## TÂCHES
A - Répondez aux questions suivantes à partir de l'extrait sur Leslie Scalapino :
(i) Qui a traduit Leslie Scalapino ?
(ii) De quel mouvement littéraire se considérait-elle proche ?
(iii) Quel titre est désigné comme son meilleur, et chez quel éditeur a-t-il paru ?
B - Dans l'extrait sur Leslie Scalapino, reformulez sous forme de liste le paragraphe commençant par « Écrivain américaine que l'on rattache », en conservant ses faits principaux.
C - Poursuivez l'extrait sur Leslie Scalapino à partir de son dernier vers.

═══ EXTRAIT DU DOCUMENT ═══

15/10/2018
Leslie Scalapino (1944-2010) traduite par Dominique Fourcade
Écrivain américaine que l'on rattache communément aux poètes de la langue (language poets) elle se considérait proche de la Beat Generation [rappelons au passage que le prochain Diérèse donnera des traductions inédites de Gregory Corso, in Gasoline, avec une préface inédite aussi en français d'Allen Ginsberg]. Le meilleur titre de Leslie Scalapino à mon sens : "Way (Poems)" chez Green Integer 1988, rééd. 1992. La voici donc traduite par Dominique Fourcade :
Considère certaines émotions par exemple s'endormir, dis-je
(particulièrement quand on est debout sur ses deux pieds)

═══ DONNÉES FOURNIES ═══

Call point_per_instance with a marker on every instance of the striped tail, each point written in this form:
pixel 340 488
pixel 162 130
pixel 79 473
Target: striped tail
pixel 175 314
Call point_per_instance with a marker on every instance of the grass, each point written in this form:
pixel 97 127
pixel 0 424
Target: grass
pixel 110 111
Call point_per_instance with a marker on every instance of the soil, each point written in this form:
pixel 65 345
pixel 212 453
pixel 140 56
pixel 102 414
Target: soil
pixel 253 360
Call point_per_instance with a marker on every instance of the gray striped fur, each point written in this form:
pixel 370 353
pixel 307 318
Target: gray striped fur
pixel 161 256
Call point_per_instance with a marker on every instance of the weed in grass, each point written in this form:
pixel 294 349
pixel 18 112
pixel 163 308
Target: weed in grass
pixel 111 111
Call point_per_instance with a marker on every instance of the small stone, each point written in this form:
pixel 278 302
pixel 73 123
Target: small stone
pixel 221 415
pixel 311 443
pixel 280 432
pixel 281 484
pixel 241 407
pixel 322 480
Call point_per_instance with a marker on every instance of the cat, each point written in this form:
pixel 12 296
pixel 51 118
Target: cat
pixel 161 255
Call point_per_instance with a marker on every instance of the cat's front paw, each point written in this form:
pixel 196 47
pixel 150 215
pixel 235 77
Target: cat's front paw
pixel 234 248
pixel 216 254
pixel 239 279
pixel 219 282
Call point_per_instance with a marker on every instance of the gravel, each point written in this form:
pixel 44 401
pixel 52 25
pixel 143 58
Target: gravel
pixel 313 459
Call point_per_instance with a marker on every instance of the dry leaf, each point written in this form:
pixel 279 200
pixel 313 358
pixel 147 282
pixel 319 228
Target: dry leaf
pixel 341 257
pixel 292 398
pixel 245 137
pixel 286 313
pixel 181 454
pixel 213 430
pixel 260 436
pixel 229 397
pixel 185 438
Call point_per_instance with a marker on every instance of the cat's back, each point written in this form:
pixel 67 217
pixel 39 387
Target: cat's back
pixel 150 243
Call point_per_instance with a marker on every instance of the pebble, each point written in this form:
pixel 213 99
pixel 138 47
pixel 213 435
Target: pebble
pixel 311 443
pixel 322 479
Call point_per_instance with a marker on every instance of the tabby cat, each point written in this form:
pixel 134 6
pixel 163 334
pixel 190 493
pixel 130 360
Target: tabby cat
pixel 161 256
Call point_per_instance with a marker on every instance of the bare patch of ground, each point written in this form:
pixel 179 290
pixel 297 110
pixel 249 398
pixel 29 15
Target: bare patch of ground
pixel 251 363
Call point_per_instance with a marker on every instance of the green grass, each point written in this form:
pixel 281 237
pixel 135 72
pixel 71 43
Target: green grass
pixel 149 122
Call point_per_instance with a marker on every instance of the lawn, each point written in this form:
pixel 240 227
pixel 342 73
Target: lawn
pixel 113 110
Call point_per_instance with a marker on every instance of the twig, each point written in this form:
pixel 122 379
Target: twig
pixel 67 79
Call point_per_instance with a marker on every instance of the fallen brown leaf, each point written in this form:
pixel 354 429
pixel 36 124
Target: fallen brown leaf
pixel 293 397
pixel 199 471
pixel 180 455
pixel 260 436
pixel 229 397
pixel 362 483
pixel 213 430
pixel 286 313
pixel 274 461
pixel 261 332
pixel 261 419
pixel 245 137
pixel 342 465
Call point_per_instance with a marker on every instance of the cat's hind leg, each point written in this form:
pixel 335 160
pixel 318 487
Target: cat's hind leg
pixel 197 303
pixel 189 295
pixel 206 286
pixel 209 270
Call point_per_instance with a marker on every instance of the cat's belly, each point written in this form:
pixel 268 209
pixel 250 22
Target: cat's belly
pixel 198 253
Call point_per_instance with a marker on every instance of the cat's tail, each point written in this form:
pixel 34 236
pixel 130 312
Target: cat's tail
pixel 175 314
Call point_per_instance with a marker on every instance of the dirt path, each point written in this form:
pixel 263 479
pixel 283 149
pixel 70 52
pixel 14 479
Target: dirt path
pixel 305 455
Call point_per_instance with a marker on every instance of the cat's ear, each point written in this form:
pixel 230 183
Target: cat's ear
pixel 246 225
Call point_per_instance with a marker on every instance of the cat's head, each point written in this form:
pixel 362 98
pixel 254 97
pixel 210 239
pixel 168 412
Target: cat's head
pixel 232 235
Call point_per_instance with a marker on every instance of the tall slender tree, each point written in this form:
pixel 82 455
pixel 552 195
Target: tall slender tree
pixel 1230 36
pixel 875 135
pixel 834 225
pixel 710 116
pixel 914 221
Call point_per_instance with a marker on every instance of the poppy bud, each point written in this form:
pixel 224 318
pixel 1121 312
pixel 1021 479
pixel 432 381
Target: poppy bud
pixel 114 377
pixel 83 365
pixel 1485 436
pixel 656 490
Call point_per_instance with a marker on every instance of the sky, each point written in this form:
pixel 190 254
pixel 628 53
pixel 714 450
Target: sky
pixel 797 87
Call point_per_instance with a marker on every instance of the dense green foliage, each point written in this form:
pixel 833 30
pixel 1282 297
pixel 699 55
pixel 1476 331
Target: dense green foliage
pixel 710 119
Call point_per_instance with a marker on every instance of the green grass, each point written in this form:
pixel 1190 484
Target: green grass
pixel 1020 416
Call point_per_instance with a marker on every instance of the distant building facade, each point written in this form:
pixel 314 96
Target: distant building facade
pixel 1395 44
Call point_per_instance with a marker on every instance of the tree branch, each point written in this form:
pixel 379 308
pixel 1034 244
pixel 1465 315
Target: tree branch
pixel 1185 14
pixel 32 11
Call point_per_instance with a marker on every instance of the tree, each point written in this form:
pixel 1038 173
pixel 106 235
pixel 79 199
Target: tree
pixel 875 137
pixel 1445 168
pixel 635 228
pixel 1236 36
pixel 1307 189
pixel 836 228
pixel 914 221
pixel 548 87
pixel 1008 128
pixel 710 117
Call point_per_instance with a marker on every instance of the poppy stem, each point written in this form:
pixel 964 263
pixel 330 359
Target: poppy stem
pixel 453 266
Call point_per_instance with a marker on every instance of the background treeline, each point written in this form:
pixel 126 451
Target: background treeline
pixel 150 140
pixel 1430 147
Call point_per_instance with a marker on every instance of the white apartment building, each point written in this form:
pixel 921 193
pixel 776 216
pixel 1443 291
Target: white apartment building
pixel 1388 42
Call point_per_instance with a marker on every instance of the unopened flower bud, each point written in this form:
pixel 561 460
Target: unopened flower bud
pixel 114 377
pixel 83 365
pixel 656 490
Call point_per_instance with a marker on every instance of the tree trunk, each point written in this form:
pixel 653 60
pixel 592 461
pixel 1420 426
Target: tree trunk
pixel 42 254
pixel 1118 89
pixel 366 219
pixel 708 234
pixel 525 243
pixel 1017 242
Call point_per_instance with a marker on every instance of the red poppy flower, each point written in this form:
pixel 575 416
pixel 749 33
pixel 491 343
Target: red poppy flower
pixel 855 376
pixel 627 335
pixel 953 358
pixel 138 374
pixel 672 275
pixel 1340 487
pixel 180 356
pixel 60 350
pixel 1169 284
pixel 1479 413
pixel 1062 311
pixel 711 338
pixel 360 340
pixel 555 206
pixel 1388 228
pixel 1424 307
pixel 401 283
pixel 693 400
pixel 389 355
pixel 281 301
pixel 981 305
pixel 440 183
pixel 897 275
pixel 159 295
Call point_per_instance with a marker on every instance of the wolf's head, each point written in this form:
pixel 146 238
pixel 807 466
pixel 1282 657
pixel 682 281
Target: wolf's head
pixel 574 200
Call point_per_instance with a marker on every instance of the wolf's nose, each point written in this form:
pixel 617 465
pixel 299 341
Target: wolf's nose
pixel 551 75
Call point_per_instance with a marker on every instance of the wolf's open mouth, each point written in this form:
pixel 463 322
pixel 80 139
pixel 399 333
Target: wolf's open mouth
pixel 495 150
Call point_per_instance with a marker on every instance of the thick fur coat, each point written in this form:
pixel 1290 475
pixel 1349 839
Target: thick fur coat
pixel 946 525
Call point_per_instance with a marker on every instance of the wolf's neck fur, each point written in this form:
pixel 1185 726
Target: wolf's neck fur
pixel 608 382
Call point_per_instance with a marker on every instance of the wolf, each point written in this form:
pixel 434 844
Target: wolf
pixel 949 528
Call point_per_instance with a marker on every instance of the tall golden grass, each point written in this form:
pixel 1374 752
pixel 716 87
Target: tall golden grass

═══

## RÉSULTATS
A -
(i) Dominique Fourcade.
(ii) La Beat Generation.
(iii) « Way (Poems) », chez Green Integer (1988, réédité en 1992).

B -
- Écrivain américaine, communément rattachée aux poètes de la langue (language poets).
- Elle se considérait proche de la Beat Generation.
- Le prochain Diérèse donnera des traductions inédites de Gregory Corso (in Gasoline), avec une préface d'Allen Ginsberg, inédite en français.
- Son meilleur titre selon l'auteur du billet : « Way (Poems) », Green Integer, 1988, réédité en 1992.
- Le poème qui suit est traduit par Dominique Fourcade.

C -
comme semblables
à la crainte, ou la colère, ou l'évanouissement. Je le ressens
ainsi. Le sommeil
en moi est induit par du sang entré de force dans les veines de
mon cerveau. Je ne peux me fixer. Ma langue est engourdie
et si grande elle en est longue comme la langue d'un veau ou
une langue de chèvre ou de mouton. De plus, je bêle.
Oui. En privé, au lit, la nuit, la tête
tournée de côté sur l'oreiller. Pas étonnant que je dise que
j'aime dormir.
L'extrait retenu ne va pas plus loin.